## Description of the task
Beneath this instruction is a listing; write out exactly the line that contains "Phrase: guardrail post" and each line after it to the last.

[Supplied data — start]

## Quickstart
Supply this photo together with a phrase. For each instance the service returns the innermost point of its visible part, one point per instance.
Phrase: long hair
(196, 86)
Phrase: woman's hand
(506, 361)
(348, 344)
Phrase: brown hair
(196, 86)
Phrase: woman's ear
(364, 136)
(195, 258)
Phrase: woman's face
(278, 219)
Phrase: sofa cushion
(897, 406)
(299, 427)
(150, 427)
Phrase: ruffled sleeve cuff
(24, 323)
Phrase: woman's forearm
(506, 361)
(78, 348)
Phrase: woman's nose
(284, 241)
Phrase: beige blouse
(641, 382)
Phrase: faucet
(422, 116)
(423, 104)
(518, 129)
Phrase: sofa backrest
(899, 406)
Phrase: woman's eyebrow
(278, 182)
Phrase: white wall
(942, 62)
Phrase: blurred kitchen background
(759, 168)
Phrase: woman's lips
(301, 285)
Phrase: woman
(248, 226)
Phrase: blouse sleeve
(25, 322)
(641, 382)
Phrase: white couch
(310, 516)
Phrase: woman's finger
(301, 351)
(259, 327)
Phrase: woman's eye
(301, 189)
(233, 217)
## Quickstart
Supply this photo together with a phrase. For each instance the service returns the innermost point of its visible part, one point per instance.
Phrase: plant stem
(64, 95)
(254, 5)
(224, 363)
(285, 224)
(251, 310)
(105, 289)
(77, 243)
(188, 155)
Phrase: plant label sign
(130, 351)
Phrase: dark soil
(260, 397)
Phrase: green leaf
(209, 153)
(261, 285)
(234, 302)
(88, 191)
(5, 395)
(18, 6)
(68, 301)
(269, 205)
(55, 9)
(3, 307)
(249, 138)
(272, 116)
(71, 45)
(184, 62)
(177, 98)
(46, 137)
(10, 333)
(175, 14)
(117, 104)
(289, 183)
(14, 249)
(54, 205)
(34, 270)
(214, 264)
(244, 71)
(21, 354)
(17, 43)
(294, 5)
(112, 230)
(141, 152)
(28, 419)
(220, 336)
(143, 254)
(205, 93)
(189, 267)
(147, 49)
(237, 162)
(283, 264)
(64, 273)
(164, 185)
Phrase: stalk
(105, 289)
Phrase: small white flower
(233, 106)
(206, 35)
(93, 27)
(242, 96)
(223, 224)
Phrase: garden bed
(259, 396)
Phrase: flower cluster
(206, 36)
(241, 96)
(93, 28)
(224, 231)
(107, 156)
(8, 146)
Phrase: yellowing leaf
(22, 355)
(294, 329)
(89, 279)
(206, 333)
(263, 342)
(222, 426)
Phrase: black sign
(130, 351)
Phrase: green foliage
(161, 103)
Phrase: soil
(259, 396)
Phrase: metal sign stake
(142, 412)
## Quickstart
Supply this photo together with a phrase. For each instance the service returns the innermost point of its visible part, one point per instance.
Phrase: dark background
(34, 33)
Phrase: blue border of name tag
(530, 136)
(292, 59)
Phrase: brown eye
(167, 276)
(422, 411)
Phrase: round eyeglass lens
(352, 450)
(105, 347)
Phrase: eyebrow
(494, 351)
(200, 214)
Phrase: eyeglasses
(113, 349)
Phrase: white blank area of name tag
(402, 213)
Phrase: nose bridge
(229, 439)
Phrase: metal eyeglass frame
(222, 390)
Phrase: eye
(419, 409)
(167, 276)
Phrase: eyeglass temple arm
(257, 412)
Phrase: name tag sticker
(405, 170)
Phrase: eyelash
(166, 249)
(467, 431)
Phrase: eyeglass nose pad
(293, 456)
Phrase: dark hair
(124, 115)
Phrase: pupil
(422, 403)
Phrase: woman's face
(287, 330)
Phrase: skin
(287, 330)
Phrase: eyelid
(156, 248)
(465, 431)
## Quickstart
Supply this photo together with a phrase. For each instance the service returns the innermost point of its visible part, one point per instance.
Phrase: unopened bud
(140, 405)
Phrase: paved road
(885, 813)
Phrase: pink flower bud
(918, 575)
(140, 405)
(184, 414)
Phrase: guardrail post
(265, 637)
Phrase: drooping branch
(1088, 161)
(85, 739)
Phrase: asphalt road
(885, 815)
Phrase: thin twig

[Supplied data — finish]

## Task output
Phrase: guardrail post
(265, 637)
Phrase: drooping branch
(1088, 161)
(85, 739)
Phrase: asphalt road
(885, 815)
Phrase: thin twig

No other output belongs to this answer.